* **Document**
---*---

Weeeeeelll...
I'm familiar with two (2) common kinds of "2FA" implementations. TOTP and SMS.
Of those two, only SMS is actually a second factor, albeit not a particularly secure one. TOTP is fundamentally a password, and two passwords are no different than one password.
I see this view a lot. It's wrong. TOTP is fundamentally different to a password, as the stored "password" (by which I presume you mean the key) is never transmitted anywhere.
TOTP in fact has one property that makes it potentially* the most secure of all 2FA methods: it can be used airgapped. As the credential you type into the 2FA form is not the saved secret.
* I say "potentially" because the relative inconvenience + human factors conspire to make it less secure than e.g. U2F in most cases. But assuming hypothetical perfect conditions, there would be nothing more secure than TOTP for 2FA.
You’d need to type a nonce into the dongle, then type the result into your computer.
TOTP is just a password. Also, in practice, the server has to have non-air-gappped access to a TOTP generator, so it’s not really air gapped at all.
Read up on the great RSA key fob recall for an example of TOTP-style auth gone horribly wrong.
> You’d need to type a nonce into the dongle, then type the result into your computer.
That would be a cool augmentation of digest auth, but afaik is hypothetical currently (at least as far as common use goes). I can use TOTP airgapped right now.
> in practice, the server has to have non-air-gappped access to a TOTP generator
This is a fair point, but requiring full server compromise is still a nice step up from being mitm-able.
> so it’s not really air gapped at all
That seems like a rather extreme conclusion to draw. Client-side only air gapping is still airgapping, the fact it doesn't extend to protection from server compromise doesn't completely invalidate the benefits.
Are you familiar with SRP?
TOTP has all of the properties of passwords, and no properties that passwords don't have. That makes it... a password.
I would say SRP is strictly a misnomer (though it's a useful conflation). Generally speaking password is a value provided for authentication (if it's no longer being "provided", as in SRP, it's something different... but I understand using a familiar word for that something different is helpful when communicating).
Either way, in saying TOTP was "just a password", the point you were trying to make was that TOTP is "no different than and therefore no better than a 2nd traditional password". The fact it's not transmitted makes it very different to, and better than, a traditional password. So whatever you want to define the definition as, the point stands.
> and no properties that passwords don't have
It has 1 property that passwords don't have: it is not transmitted!
TOTP is a password. The fact that it is a password doesn't matter though since it is something you have (and can't know) which augments the something you know. This satisfies the intent of MFA.
Slight detail that’s of course completely irrelevant.
You realize that, out of the many comments I've made in this tree, the one you responded to was the one that said
> Are you familiar with SRP?
There are more ways of compromising someone's information than capturing it in transit. If you give me your phone, I can read your TOTP seeds straight out of Google Authenticator.
The "Password" named in "Time-based One Time Password" is the temporary generated value you transmit. It's not what's stored on the TOTP device, so in the context of this discussion, that temp value isn't what the gp was referring to.
Careful; "one-time password" is in the name, and it certainly isn't that. Your TOTP seed stays valid forever.

---*---

* **Set problem 1**
Copy out the records word for word, starting at the line that contains "In this exercise you will spot the green undergrowth" and ending at the line that contains "<point>18,223</point>".
The discussion above and the records that follow were taken from unrelated sources.

[Location-identification items]

---*---

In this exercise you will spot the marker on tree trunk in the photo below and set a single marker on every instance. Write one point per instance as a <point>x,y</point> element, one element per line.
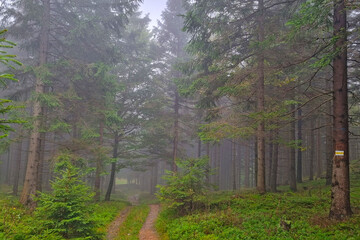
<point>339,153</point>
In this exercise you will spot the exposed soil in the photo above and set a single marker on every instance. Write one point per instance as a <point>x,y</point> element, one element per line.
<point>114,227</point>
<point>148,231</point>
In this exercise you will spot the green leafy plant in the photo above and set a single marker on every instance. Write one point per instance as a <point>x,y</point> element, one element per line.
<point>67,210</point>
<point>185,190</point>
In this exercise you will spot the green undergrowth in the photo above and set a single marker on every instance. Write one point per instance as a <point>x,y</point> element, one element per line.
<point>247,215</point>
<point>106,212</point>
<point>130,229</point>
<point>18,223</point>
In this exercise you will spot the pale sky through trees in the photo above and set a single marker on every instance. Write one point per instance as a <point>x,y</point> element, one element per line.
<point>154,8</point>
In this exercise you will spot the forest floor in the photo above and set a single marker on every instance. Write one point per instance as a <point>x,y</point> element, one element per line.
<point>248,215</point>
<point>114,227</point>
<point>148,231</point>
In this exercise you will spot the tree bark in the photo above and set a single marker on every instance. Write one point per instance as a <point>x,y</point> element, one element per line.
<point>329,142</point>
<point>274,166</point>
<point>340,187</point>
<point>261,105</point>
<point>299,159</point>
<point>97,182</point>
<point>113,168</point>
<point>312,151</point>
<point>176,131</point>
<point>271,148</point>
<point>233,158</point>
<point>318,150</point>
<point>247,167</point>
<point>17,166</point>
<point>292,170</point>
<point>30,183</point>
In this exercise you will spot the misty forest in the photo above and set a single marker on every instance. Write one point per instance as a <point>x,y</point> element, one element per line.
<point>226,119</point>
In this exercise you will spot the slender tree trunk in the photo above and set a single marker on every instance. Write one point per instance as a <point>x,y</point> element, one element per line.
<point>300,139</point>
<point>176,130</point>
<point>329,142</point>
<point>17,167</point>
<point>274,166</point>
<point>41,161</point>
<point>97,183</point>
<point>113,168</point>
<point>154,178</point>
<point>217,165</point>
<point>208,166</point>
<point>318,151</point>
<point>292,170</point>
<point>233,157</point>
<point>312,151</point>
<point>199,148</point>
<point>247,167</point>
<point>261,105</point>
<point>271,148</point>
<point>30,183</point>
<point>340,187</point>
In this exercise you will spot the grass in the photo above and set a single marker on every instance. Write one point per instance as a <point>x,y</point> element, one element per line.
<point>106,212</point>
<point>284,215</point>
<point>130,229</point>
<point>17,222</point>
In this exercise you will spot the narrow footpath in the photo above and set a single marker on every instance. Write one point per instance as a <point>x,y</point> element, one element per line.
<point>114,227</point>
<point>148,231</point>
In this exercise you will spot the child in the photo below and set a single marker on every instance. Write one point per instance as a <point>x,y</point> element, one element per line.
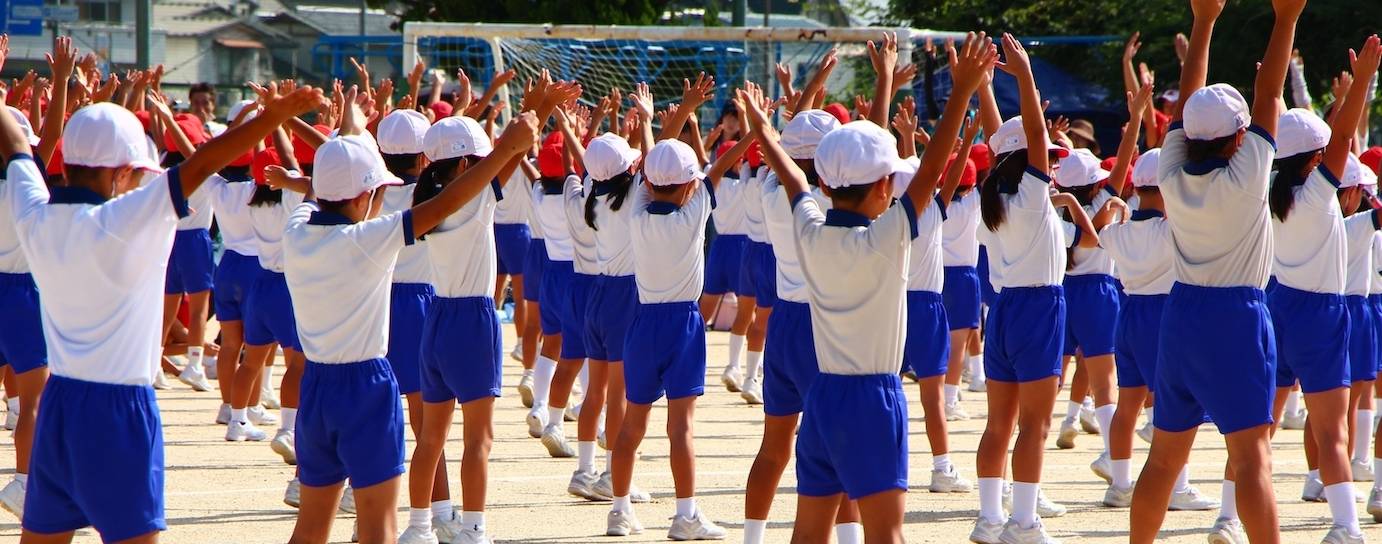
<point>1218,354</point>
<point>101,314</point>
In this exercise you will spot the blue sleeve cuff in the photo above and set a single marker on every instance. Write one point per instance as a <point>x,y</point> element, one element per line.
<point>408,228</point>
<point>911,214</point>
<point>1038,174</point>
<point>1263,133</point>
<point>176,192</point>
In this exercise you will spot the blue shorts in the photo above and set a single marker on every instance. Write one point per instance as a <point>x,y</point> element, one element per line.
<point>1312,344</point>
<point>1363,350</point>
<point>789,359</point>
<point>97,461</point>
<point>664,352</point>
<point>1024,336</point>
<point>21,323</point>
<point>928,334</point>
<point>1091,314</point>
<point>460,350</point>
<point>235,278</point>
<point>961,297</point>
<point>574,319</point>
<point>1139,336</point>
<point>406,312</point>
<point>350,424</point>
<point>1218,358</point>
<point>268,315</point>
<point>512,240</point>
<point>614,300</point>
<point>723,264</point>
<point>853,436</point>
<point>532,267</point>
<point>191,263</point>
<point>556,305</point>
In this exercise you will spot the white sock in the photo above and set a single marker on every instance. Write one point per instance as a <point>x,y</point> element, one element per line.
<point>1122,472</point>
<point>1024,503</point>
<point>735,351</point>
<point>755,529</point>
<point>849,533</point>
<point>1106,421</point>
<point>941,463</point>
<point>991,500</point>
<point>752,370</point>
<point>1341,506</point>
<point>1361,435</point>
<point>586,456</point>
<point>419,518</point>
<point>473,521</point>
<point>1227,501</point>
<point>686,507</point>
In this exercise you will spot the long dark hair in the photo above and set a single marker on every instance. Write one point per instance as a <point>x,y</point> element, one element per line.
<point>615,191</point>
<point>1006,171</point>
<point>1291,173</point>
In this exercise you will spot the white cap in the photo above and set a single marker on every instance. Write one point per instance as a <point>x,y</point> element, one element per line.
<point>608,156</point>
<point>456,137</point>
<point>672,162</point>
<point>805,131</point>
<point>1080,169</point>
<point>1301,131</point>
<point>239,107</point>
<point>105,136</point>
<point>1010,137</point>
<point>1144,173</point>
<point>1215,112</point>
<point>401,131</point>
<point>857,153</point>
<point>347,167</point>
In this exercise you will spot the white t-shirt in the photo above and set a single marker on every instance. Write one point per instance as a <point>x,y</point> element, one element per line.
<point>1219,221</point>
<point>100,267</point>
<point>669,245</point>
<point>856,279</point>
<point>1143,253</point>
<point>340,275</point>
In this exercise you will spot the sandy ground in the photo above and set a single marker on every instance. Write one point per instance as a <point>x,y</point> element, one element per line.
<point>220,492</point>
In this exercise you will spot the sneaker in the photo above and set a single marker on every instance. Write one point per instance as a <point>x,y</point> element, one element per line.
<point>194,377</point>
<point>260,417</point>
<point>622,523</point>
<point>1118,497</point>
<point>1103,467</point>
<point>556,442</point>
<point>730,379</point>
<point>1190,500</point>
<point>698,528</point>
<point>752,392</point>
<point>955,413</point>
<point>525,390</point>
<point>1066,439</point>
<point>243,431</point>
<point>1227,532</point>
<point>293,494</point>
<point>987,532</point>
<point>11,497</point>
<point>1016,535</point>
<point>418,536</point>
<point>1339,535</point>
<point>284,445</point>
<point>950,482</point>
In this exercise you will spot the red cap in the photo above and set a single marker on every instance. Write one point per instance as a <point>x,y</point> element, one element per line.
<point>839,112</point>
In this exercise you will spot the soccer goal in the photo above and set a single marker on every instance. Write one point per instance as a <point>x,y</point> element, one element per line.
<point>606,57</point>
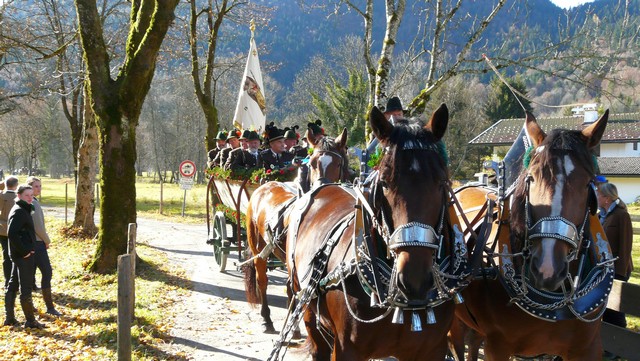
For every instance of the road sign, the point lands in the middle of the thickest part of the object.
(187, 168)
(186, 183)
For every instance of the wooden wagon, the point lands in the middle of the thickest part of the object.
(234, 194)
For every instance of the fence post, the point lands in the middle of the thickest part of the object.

---*---

* **Set problem 2**
In the discussion of TOTP, what one property does a commenter say TOTP has that passwords don't?

* **Reply 1**
In this exercise you will spot the green undergrowth in the photo above and set a single marker on every instance. Write one point per instance as a <point>x,y</point> element, one element per line.
<point>247,215</point>
<point>106,212</point>
<point>130,229</point>
<point>18,223</point>

* **Reply 2**
It is not transmitted.